SCHRIFTELIJKE OPDRACHT => Zoek in het onderstaande materiaal elke regel waarin het woord "query" staat, en schrijf die regels over.

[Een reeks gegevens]

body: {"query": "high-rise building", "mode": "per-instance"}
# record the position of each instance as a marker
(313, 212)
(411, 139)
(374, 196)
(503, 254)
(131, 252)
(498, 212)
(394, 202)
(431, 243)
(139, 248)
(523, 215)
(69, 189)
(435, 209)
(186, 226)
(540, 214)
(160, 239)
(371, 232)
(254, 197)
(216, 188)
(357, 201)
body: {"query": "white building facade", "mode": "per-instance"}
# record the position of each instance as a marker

OPLOSSING OPDRACHT =>
body: {"query": "high-rise building", "mode": "per-instance"}
body: {"query": "white building facade", "mode": "per-instance"}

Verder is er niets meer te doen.